A block of data
- - - - -

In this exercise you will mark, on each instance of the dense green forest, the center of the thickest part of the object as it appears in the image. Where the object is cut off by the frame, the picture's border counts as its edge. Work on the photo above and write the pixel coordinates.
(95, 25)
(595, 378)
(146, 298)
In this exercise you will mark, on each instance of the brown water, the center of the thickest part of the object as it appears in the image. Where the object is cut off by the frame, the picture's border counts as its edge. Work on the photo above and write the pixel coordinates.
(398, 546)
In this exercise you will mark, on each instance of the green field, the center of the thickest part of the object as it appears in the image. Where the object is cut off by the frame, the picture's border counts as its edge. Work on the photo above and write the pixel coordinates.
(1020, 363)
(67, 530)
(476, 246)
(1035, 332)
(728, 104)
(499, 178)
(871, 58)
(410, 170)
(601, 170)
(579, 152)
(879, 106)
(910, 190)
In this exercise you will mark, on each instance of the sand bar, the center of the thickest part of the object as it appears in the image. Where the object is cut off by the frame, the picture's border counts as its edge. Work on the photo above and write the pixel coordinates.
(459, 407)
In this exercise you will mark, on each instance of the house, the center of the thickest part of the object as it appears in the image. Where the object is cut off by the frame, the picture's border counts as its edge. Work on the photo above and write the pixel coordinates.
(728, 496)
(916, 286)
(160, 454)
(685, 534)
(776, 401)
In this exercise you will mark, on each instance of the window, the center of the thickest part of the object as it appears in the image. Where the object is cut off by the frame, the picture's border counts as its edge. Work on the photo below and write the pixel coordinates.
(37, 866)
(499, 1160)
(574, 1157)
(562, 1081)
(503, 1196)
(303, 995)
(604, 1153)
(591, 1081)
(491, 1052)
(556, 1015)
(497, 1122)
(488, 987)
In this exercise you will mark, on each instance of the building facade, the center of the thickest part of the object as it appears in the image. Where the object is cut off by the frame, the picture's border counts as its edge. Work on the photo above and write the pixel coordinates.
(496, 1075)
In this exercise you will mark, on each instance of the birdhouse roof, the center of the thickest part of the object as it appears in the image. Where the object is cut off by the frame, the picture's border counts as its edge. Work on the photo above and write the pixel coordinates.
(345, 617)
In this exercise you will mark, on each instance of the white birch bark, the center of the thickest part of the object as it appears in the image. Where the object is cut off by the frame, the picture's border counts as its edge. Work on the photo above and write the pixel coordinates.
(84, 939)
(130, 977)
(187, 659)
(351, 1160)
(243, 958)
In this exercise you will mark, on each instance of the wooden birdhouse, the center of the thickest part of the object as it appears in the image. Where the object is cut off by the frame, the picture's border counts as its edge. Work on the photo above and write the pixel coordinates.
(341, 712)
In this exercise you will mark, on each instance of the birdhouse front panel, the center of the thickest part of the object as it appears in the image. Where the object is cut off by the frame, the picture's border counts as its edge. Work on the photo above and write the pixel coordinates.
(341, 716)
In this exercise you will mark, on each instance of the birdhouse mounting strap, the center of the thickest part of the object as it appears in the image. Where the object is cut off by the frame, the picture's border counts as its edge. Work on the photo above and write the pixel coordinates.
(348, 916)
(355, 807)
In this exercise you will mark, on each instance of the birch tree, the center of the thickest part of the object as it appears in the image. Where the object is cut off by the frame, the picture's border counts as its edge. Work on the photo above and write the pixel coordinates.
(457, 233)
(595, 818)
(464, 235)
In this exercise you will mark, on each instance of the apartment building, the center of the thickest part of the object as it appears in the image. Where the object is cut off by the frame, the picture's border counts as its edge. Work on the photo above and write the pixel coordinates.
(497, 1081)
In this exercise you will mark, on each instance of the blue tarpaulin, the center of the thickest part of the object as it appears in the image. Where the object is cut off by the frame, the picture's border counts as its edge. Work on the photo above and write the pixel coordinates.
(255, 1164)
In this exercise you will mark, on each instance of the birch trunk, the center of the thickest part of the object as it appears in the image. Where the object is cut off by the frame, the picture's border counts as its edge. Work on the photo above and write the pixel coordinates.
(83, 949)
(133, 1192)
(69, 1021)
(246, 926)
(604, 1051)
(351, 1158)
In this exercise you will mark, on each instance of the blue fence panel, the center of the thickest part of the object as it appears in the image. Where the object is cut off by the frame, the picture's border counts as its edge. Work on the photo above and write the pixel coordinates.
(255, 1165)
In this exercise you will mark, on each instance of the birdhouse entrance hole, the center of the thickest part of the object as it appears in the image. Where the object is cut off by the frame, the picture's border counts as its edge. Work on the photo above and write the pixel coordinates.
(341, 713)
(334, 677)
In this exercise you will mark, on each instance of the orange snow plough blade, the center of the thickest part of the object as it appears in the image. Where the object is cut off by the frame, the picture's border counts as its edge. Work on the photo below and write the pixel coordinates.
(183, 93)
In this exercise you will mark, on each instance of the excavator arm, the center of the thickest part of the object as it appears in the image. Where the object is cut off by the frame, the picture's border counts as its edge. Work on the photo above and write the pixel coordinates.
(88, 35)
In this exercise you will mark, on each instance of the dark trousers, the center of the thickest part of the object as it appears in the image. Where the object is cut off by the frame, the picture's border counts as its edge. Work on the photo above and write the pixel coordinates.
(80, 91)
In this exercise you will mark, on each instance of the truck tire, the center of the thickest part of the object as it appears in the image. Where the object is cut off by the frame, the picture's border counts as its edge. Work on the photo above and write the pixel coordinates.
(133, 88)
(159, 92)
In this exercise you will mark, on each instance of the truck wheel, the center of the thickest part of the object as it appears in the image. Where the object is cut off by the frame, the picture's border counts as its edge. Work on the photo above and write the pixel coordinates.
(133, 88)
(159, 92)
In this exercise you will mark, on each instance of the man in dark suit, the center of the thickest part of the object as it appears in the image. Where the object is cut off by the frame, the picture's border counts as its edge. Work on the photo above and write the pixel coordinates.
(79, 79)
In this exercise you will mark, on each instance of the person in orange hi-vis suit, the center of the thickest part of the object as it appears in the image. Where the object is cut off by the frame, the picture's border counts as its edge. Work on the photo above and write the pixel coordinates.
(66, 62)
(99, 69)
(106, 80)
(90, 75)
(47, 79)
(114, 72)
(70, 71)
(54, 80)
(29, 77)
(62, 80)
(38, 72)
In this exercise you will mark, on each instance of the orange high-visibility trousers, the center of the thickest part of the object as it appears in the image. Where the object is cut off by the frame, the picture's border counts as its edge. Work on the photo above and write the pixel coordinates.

- - - - -

> [Goal of the exercise] Please write out the rows again from the line containing "birch tree, the" through the line containing "(255, 1165)", with every "birch" replaced by "pine" and everything else unchanged.

> [Final result]
In this exercise you will mark, on each instance of the pine tree, the center of the thickest part of the object as it appears in the image. Where the object is cut off by the frame, the picture's border counts as its edge. Work on the photo above and write the pixel coordinates.
(457, 233)
(595, 818)
(464, 235)
In this exercise you will mark, on each instance of the apartment building, the center of the thickest part of the object as it appears in the image. Where the object is cut off by the frame, the picture's border counts as its edge. Work on the photo above and write the pixel coordinates.
(497, 1081)
In this exercise you will mark, on each instance of the blue tarpaulin, the center of the thickest part of the object as it appears in the image. Where the object is cut off by the frame, the picture's border counts as its edge. Work on the photo above and write the pixel coordinates.
(255, 1164)
In this exercise you will mark, on each instance of the pine trunk, the center of the thickest part of the object as it appears in the image. Where the object is cut off by the frame, the picture's border counts as its edge. Work on the photo above and write the pixel coordinates.
(83, 949)
(133, 1192)
(69, 1021)
(246, 926)
(604, 1051)
(351, 1158)
In this exercise you will mark, on each instance of the blue fence panel, the center of the thickest part of the object as it appears in the image. Where the object is cut off by the frame, the picture's border counts as its edge. Work on the photo above and write the pixel coordinates.
(255, 1165)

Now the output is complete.